Records of labeled points
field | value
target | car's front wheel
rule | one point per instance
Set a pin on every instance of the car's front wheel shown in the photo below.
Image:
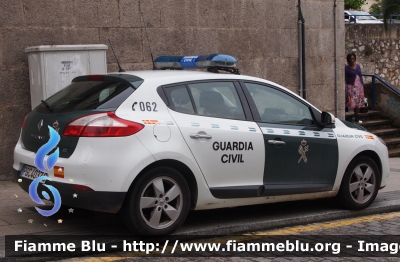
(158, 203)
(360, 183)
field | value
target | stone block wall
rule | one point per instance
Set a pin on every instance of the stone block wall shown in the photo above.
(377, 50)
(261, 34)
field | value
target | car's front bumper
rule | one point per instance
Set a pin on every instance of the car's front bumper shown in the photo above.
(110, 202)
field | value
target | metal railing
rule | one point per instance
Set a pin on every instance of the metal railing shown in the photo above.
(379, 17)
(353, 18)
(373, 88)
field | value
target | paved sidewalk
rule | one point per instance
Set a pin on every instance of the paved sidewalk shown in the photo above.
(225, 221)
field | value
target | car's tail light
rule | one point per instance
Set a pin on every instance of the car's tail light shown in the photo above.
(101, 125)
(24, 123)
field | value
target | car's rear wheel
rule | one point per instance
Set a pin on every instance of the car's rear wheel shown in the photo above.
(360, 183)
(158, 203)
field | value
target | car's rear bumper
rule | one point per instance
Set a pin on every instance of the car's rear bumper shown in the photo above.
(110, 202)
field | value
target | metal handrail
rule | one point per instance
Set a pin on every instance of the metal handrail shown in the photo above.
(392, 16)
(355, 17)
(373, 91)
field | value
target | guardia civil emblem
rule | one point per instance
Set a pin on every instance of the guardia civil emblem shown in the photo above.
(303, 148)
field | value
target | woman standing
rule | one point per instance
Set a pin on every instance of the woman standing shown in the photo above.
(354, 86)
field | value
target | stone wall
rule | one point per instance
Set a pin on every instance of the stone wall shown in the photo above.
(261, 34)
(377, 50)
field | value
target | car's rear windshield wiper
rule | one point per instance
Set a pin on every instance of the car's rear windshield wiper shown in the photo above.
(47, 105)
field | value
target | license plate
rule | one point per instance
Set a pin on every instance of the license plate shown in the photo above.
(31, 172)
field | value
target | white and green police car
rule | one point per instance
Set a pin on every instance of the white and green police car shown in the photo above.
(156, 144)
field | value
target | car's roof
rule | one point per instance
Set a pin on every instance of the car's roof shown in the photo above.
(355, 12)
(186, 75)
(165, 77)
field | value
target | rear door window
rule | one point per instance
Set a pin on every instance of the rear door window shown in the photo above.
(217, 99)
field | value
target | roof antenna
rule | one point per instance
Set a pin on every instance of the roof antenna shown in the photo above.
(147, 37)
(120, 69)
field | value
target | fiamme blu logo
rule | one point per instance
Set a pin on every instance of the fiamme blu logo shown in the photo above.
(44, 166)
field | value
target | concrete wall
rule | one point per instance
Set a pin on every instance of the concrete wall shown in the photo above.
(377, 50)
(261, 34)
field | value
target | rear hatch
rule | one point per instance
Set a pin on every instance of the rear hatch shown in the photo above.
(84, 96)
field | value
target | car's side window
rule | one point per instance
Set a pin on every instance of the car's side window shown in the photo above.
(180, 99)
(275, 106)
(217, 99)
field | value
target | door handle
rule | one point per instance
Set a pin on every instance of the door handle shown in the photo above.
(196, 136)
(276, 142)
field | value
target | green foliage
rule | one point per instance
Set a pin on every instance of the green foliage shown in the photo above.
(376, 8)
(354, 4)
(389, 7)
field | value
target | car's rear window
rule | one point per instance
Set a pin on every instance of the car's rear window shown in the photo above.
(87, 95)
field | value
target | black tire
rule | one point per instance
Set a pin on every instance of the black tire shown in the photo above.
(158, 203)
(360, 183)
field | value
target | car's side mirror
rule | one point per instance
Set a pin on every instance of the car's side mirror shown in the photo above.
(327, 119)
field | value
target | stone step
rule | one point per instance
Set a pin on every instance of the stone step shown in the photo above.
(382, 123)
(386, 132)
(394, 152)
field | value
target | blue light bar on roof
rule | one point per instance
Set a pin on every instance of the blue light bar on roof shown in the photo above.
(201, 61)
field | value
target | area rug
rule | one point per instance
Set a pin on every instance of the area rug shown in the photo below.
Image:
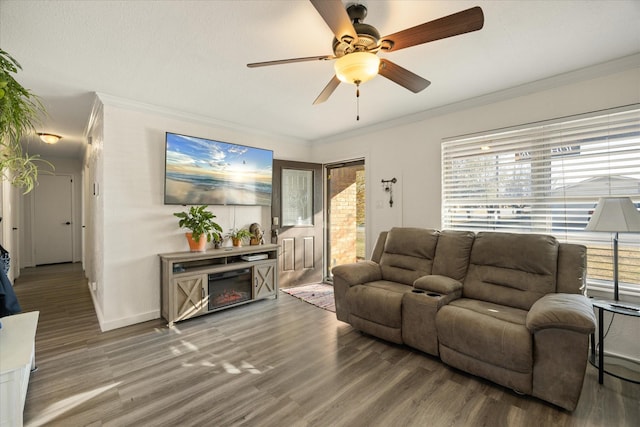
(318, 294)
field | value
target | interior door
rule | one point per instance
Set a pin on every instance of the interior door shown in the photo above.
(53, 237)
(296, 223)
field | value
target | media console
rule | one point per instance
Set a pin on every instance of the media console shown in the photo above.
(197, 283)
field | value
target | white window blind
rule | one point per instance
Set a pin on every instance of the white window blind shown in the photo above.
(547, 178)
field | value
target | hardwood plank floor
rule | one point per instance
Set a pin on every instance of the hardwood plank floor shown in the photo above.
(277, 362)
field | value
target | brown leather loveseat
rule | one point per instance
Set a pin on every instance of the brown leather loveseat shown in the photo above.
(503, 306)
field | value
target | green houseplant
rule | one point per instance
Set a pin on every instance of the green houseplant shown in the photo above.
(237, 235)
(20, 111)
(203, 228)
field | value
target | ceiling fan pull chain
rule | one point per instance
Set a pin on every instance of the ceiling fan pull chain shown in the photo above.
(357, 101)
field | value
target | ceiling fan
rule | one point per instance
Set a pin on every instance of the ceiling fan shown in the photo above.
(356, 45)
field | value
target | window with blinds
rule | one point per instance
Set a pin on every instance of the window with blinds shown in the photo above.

### THE TASK
Omit the pictures, then output the rest of the listing exactly.

### EXPECTED OUTPUT
field | value
target | car's front wheel
rule | one point per instance
Set a pin on every instance of the car's front wheel shown in the photo below.
Image:
(158, 203)
(360, 183)
field | value
target | stone block wall
rule | one point per instance
Set a pin on every instance of the stone block wall shown in the photo above.
(377, 50)
(261, 34)
field | value
target | car's front bumper
rule | one point per instance
Set a pin on every instance of the car's front bumper shown in the photo above.
(110, 202)
field | value
target | metal railing
rule | one point per instance
Set a pin on every instance of the metal railing shown in the photo above.
(379, 17)
(353, 18)
(373, 88)
field | value
target | paved sidewalk
rule | one point per instance
Set a pin on every instance of the paved sidewalk shown in the photo above.
(225, 221)
field | value
target | car's tail light
rule | one point per instance
Set a pin on every instance of the car's tail light shown in the photo above.
(101, 125)
(24, 123)
field | value
target | car's rear wheel
rule | one point per instance
Set a pin on every instance of the car's rear wheel shown in the photo above.
(360, 183)
(158, 203)
field | value
target | car's rear bumper
rule | one point per instance
Set a pin on every instance of the car's rear bumper shown in the photo above.
(110, 202)
field | value
target | metal handrail
rule | one point per instance
Set a pin on every instance of the metal handrail shown in the photo above.
(392, 16)
(355, 17)
(373, 91)
field | value
target | guardia civil emblem
rule | one point per instance
Set a pin on every instance of the guardia civil emblem shown in the photo above.
(303, 148)
field | value
target | woman standing
rule | one point per instance
Set a pin on every instance of the woman standing shown in the photo above.
(354, 86)
field | value
target | stone wall
rule | one point per instance
Set a pin on every instance of the stone wall shown in the photo above.
(261, 34)
(377, 50)
field | value
target | car's rear windshield wiper
rule | one point per instance
Set a pin on every instance of the car's rear windshield wiper shown in the photo above.
(47, 105)
field | value
target | license plate
rule | one point per instance
Set a pin on every instance of the license plate shown in the photo above.
(31, 172)
field | value
target | white and green police car
rule | one point per instance
Set a pin on every instance of the white and green police car shown in the photo above.
(156, 144)
field | value
target | car's roof
rule | one point per instance
Set a pin on every instance of the car's roof shown in the photo above.
(355, 12)
(186, 75)
(165, 77)
field | value
target | rear door window
rule | one point per instance
Set a pin on every instance of the rear door window shown in the photo above.
(217, 99)
field | value
target | roof antenna
rule | one point per instance
Set a pin on every instance of the roof antenna shown in the photo above.
(147, 37)
(120, 69)
field | value
target | fiamme blu logo
rule | one point per instance
Set a pin on every instance of the fiamme blu logo shown in the photo above.
(44, 166)
field | value
target | concrete wall
rule | one point per instance
Set a pin on every instance of the concrete wall shown in the photo above.
(377, 50)
(261, 34)
field | value
target | rear hatch
rule | one point per instance
Set a pin on every instance of the rear hatch shown in the photo above.
(84, 96)
field | value
target | car's side window
rule | one point per instance
Set a pin on every instance of the car's side window shown in the photo above.
(180, 99)
(275, 106)
(217, 99)
field | value
target | door handle
rule | one point per instance
Set a pin on every instance of the door handle shown in the photo above.
(196, 136)
(276, 142)
field | value
target | green foliage
rule | one point per instance
Set a pin on every instance of the green foliage shown in the photo above.
(376, 8)
(354, 4)
(389, 7)
field | value
target | car's rear window
rule | one point per instance
Set a pin on every instance of the car's rear window shown in the photo above.
(87, 95)
field | value
target | black tire
rule | one point per instance
Set a pin on every instance of the black tire shown in the photo above.
(158, 203)
(360, 183)
field | value
target | car's side mirror
rule | one point per instance
Set a pin on every instance of the car's side mirror shown in the photo above.
(327, 119)
field | value
target | stone step
rule | one point per instance
Set a pin on every instance of the stone step shown in the photo above.
(382, 123)
(386, 132)
(394, 152)
field | value
target | blue light bar on roof
rule | one point per instance
Set a pin on every instance of the blue light bar on roof shown in the photo above.
(201, 61)
field | value
target | area rug
rule | one point per instance
Set a pin on every instance of the area rug shown in the photo below.
Image:
(318, 294)
field | value
target | interior door
rule | one point per instance
Set a pin on every instance of the interior door shown in the photo above.
(53, 237)
(296, 223)
field | value
target | media console
rule | one point per instance
Set a pin on every instance of the media console shown in the photo above.
(197, 283)
field | value
target | white window blind
rule | one point per instance
Set a pin on every instance of the white window blind shown in the photo above.
(547, 178)
field | value
target | hardwood plank floor
rule | one point per instance
Set a pin on every instance of the hardwood plank floor shown in the photo above.
(277, 362)
field | value
target | brown leather loveseat
rule | one point per instance
Set a pin on every instance of the brown leather loveseat shown in the photo above.
(503, 306)
field | value
target | green houseplant
rule | one point per instance
Set a pin on every instance of the green houseplant shown in the photo above.
(237, 235)
(20, 111)
(203, 228)
field | value
target | ceiling fan pull chain
rule | one point per instance
Set a pin on every instance of the ceiling fan pull chain shown in the photo above.
(357, 101)
field | value
target | ceiling fan
rule | one point per instance
Set a pin on every instance of the ceiling fan shown in the photo above.
(356, 45)
field | value
target | window with blinds
rule | one point per instance
Set a pin on every instance of the window with blinds shown in the photo above.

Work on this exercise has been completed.